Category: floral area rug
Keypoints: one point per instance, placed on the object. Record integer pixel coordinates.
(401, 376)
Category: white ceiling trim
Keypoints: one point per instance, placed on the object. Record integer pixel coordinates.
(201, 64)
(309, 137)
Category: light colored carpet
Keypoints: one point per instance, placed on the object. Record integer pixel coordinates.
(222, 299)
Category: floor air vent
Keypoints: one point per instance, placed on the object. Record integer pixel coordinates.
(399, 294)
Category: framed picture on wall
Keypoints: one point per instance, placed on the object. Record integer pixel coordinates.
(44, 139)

--

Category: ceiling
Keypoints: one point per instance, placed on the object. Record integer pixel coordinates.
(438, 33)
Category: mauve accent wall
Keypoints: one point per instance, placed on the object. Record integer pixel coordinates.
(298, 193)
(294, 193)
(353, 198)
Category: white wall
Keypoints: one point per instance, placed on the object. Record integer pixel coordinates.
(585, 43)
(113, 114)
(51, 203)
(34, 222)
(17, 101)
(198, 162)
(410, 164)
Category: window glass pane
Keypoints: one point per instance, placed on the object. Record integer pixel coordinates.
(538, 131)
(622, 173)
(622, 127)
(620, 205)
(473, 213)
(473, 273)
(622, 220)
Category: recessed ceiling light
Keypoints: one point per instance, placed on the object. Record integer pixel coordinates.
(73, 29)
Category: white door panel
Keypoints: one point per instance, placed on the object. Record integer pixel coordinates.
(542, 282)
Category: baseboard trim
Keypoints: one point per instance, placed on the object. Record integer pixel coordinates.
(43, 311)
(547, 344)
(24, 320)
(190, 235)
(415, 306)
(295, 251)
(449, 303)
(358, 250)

* * *

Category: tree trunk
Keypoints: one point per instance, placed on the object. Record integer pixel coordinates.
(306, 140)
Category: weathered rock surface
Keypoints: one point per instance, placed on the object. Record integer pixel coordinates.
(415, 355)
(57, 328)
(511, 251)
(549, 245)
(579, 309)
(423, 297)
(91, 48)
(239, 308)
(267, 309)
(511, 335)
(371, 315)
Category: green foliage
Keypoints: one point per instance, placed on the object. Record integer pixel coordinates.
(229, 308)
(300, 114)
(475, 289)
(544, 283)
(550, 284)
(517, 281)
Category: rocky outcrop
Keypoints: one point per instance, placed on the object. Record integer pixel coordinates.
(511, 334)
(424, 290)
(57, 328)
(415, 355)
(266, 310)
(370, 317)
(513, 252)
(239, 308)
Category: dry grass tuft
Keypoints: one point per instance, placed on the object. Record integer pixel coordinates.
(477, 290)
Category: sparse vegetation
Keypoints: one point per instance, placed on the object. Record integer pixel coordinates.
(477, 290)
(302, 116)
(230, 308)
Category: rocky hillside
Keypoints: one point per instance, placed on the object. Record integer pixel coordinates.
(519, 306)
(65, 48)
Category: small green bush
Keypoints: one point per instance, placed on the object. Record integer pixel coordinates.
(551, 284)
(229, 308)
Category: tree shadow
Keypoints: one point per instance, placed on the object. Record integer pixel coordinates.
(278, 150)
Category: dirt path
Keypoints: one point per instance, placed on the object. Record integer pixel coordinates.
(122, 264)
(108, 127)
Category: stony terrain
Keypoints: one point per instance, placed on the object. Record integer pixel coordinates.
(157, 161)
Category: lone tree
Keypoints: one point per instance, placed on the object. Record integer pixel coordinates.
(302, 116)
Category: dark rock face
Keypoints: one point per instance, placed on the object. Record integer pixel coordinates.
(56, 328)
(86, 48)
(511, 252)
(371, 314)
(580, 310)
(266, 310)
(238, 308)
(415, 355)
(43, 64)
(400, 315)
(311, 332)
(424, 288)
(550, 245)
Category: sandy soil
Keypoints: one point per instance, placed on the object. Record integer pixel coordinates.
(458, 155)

• **DIRECTIONS FOR THIS TASK**:
The response must hold only the lines above from the line with "Category: rocky outcrop" through the line with "Category: sparse vegetation", each copied exactly, both ends kept.

• **TASK ANSWER**:
Category: rocky outcrop
Keypoints: one point per instance, placed on the object. Record integer pixel coordinates.
(511, 334)
(424, 290)
(57, 328)
(415, 355)
(266, 310)
(370, 317)
(513, 252)
(239, 308)
Category: dry grass tuft
Keypoints: one point per instance, placed on the object. Record integer pixel coordinates.
(477, 290)
Category: sparse vegetation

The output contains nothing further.